__WORK TO BE COMPLETED__
Copy the listing below word for word, from the line containing "Mark each instance of the teal bar" down to the line containing "x=409 y=272", both included.

↓

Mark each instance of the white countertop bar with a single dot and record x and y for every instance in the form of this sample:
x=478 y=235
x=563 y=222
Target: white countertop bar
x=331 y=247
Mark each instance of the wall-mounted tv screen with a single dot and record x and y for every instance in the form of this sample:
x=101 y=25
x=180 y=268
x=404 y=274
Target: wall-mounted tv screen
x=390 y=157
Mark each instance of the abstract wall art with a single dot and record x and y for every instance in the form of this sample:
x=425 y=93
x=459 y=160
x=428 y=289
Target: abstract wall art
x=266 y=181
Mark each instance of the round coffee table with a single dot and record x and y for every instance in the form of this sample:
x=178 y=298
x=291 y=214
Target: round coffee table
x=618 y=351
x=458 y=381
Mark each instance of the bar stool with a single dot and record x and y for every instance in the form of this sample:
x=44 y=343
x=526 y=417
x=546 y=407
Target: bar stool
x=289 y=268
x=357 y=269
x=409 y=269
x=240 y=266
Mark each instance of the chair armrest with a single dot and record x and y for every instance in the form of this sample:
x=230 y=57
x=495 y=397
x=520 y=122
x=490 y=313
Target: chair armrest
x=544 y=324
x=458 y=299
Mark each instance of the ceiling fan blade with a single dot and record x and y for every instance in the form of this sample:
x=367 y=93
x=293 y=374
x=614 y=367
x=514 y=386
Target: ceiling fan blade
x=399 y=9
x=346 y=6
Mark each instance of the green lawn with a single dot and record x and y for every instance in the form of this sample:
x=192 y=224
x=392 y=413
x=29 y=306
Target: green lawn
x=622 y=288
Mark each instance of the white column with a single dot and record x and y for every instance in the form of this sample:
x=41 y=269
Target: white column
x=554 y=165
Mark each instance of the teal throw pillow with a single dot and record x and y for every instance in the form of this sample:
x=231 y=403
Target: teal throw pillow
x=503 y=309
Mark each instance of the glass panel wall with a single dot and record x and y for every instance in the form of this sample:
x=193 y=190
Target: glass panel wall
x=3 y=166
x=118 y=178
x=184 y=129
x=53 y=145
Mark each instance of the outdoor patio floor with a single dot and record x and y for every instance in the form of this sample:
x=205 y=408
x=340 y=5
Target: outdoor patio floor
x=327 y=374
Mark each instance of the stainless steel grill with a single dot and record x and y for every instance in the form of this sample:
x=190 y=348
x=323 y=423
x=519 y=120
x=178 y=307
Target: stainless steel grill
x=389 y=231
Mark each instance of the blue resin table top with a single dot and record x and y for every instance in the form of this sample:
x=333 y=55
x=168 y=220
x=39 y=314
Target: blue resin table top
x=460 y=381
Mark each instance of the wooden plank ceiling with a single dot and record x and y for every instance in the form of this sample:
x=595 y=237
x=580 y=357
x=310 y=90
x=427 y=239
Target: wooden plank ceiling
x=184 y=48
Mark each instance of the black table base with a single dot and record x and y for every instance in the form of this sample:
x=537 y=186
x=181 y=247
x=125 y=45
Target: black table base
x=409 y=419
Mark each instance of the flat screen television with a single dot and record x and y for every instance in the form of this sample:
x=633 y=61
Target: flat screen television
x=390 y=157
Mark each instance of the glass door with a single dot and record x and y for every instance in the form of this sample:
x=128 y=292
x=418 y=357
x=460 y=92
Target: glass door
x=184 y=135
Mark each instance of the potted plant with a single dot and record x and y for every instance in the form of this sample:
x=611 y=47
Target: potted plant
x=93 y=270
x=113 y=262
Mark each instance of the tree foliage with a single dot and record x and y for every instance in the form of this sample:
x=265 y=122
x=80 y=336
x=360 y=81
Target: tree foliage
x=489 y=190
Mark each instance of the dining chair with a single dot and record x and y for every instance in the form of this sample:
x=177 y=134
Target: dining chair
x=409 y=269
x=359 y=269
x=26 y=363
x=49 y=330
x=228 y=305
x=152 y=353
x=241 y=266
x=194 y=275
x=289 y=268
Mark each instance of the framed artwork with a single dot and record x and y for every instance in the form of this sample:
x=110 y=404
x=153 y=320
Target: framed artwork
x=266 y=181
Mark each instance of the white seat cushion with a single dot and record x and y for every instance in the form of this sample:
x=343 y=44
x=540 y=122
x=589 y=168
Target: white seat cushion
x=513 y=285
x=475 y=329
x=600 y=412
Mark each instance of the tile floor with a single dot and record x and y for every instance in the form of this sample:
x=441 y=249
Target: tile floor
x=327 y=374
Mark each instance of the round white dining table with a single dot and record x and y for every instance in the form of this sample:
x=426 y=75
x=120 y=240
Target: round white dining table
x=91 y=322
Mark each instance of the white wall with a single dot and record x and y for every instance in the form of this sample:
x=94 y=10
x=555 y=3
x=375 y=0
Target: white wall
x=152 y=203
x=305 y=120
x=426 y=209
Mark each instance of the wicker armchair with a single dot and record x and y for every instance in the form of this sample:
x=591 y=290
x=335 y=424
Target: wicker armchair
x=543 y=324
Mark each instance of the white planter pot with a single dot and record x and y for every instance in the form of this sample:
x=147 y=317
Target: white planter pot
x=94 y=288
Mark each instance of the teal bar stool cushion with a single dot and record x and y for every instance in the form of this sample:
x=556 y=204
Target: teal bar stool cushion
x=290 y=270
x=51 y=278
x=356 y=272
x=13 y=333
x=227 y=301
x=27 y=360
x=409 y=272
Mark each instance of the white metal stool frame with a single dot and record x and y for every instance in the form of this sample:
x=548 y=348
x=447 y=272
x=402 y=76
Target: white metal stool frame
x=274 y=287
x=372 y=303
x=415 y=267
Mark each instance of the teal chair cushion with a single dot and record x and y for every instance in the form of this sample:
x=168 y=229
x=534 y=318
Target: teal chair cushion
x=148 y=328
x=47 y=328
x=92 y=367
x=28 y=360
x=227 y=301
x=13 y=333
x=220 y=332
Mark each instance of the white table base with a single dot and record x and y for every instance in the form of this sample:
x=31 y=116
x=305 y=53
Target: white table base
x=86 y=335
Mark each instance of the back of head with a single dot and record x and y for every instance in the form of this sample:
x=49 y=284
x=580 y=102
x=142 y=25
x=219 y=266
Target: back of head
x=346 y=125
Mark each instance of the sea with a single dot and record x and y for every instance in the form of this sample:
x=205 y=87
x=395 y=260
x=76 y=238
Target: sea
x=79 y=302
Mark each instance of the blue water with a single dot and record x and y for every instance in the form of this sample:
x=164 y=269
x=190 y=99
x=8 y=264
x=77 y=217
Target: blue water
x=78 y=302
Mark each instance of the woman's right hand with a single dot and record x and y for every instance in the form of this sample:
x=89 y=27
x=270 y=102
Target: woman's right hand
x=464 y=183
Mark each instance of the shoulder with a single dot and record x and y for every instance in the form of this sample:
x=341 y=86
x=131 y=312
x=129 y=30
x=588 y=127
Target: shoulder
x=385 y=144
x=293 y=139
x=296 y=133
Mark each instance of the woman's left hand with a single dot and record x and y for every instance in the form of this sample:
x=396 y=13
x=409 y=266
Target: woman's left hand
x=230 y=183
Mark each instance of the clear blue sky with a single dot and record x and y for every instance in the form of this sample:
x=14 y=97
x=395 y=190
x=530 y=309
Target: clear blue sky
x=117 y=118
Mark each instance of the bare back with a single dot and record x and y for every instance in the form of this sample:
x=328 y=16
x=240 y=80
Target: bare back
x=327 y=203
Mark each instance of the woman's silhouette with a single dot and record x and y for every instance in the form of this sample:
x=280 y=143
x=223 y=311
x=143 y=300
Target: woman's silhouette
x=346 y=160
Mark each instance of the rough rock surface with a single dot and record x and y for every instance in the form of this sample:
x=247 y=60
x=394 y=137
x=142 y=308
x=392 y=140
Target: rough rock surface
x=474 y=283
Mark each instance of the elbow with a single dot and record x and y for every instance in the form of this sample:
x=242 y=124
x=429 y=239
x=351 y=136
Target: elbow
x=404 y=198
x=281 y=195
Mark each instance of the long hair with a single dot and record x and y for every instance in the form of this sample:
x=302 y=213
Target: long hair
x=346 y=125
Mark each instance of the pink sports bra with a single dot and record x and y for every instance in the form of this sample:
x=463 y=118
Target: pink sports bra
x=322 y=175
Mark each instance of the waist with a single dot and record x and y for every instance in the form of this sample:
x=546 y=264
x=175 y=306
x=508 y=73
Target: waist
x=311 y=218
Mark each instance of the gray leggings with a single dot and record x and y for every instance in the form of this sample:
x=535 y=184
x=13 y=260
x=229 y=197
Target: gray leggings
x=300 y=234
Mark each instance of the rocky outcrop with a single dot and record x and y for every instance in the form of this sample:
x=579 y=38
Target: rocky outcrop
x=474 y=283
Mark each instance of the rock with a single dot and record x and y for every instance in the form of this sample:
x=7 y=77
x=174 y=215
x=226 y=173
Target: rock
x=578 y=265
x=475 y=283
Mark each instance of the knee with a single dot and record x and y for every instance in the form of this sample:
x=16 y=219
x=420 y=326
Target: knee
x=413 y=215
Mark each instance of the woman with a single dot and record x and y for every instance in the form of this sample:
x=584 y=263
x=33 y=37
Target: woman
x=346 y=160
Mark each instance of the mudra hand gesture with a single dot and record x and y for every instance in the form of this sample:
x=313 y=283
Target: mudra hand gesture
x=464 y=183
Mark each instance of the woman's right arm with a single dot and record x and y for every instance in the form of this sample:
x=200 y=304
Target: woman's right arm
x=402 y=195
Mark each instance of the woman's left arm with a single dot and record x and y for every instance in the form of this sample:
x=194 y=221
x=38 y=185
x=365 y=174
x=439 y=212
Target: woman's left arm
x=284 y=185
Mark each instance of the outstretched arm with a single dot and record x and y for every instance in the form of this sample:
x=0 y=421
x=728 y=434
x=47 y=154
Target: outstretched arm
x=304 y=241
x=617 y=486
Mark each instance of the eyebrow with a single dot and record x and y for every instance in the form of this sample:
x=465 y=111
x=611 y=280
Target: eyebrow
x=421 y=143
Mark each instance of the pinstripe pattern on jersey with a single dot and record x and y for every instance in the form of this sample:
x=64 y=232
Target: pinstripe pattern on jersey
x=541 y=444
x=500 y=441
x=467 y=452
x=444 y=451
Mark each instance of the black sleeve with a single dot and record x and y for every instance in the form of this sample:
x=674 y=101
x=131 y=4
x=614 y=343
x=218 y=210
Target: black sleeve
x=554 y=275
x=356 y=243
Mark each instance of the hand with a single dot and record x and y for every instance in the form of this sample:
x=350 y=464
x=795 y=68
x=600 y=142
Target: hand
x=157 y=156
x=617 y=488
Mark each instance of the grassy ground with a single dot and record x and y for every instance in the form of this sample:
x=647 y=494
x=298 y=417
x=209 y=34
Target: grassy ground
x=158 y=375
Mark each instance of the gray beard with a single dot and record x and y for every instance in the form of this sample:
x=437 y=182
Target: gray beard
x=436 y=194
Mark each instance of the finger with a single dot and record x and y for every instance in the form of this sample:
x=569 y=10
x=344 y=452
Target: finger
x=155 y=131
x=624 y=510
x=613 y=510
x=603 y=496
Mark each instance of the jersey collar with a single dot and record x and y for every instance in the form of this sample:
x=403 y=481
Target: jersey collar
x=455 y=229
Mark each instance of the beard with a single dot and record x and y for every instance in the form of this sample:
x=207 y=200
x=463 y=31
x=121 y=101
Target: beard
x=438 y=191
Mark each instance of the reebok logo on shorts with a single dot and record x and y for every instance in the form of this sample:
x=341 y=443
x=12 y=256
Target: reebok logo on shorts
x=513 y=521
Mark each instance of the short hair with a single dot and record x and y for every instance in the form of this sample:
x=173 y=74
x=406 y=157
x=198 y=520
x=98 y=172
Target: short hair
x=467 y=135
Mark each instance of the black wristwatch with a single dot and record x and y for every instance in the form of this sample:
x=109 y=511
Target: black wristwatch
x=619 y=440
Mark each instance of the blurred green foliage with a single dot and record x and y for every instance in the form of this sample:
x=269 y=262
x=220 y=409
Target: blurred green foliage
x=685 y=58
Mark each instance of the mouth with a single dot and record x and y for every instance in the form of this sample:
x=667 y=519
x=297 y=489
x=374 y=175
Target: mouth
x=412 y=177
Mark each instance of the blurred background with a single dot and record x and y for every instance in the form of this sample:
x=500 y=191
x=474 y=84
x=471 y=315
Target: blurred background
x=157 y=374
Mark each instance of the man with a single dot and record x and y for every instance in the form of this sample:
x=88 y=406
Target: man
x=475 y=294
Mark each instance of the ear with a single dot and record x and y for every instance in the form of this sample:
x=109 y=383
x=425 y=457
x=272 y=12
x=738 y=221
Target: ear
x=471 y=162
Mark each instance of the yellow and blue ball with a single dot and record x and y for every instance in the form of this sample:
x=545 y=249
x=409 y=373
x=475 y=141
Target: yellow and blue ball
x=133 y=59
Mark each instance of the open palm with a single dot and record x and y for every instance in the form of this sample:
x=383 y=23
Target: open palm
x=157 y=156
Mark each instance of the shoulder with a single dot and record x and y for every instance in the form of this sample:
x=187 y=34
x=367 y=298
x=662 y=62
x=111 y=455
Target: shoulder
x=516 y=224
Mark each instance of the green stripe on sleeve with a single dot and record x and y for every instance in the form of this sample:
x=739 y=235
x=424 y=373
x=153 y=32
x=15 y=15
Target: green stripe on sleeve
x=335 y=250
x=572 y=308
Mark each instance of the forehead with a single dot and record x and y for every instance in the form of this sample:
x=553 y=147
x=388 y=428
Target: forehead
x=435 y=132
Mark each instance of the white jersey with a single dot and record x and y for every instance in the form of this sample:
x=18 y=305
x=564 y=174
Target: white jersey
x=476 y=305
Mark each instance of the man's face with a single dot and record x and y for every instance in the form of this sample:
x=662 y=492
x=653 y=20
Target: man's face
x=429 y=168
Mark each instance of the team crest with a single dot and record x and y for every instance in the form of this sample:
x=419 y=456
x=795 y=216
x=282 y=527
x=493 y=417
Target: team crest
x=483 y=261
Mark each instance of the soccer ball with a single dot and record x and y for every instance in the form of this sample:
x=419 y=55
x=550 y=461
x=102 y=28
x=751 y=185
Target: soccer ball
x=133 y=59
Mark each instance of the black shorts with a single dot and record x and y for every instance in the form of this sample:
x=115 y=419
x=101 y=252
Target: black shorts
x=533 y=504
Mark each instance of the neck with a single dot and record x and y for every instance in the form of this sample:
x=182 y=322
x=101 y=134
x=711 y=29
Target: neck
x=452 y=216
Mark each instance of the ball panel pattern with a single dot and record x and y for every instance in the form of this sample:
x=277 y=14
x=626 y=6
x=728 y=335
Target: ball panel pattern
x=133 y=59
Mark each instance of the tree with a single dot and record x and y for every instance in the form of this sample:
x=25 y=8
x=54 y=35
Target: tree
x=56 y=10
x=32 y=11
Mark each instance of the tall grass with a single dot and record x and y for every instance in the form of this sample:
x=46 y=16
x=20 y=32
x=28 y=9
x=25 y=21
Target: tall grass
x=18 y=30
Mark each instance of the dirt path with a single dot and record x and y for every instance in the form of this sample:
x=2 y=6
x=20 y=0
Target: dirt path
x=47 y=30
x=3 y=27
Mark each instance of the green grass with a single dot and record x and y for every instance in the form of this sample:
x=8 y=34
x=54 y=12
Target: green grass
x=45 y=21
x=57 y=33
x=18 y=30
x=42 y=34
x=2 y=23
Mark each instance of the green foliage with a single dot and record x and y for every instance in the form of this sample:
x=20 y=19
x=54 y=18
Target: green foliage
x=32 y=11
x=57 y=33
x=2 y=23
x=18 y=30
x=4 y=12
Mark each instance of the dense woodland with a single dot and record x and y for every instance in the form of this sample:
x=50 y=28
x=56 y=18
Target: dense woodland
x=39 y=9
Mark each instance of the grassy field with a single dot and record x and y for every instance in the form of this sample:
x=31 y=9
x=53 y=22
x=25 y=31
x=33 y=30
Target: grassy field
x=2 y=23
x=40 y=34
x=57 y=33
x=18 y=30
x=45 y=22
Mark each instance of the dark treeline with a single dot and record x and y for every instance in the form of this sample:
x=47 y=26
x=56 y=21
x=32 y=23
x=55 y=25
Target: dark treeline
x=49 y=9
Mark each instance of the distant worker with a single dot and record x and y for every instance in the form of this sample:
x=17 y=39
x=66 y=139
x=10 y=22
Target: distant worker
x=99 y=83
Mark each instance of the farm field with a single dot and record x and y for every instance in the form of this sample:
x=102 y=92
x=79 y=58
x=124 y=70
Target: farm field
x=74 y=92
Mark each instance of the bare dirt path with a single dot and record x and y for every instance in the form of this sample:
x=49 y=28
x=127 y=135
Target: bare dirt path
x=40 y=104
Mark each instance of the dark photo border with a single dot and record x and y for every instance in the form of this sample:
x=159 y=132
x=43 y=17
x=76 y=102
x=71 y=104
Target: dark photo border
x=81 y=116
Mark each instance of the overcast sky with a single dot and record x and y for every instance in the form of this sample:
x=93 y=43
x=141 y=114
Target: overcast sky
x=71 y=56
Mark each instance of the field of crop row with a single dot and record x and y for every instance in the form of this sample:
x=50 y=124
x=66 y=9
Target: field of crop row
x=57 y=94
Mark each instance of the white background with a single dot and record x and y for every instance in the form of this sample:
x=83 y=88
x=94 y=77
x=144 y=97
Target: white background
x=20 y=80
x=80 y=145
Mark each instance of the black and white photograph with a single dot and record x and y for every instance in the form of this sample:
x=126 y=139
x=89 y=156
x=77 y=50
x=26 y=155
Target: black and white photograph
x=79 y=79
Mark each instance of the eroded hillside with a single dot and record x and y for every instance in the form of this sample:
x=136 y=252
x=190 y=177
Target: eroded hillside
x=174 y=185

↑

__ANSWER TO THIS TASK__
Mark each instance of the teal bar stool cushion with a single dot and record x and y for every instance in the form of this sample:
x=556 y=204
Target: teal bar stool cushion
x=290 y=270
x=51 y=278
x=356 y=272
x=13 y=333
x=227 y=301
x=27 y=360
x=409 y=272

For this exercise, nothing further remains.